Rewrite the lines of all the records below as a numbered list, skipping any blank lines and leaving out the pictures.

*Recorded data*:
....

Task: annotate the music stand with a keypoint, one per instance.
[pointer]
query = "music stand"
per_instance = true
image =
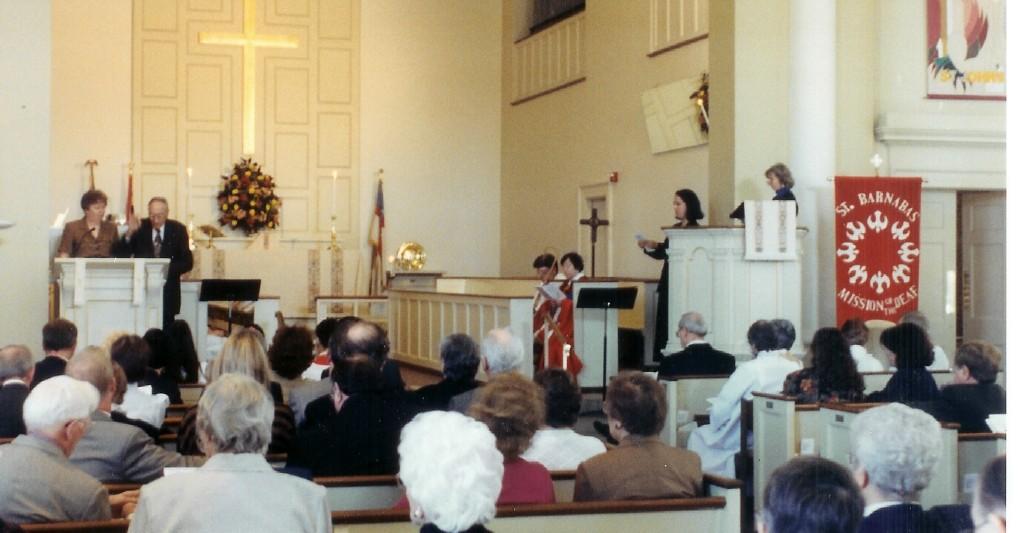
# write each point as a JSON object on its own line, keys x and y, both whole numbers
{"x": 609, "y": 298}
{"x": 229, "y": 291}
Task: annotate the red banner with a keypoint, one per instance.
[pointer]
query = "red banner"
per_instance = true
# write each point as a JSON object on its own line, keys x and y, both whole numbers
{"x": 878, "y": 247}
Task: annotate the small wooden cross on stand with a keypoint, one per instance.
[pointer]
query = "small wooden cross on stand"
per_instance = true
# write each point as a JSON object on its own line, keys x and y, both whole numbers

....

*The reply*:
1. Task: annotate the music stand with a keypoint, one per instance.
2. [pointer]
3. query = "music stand"
4. per_instance = true
5. image =
6. # write each point as a JSON object on its own line, keys x and y, both whole numbers
7. {"x": 609, "y": 298}
8. {"x": 229, "y": 291}
9. Task: annotate the red banner with a keypoint, one per instance.
10. [pointer]
11. query = "red banner"
12. per_instance = true
13. # write each point as a JSON object on its own line, keys x and y, both whole numbers
14. {"x": 878, "y": 247}
15. Task: annotate the small wooden cross on stand with a keypoint, one per instance.
16. [pointer]
17. query = "small wooden cross on stand"
18. per_instance = true
19. # write each point as a JSON object on its own line, keys x and y, both whole numbers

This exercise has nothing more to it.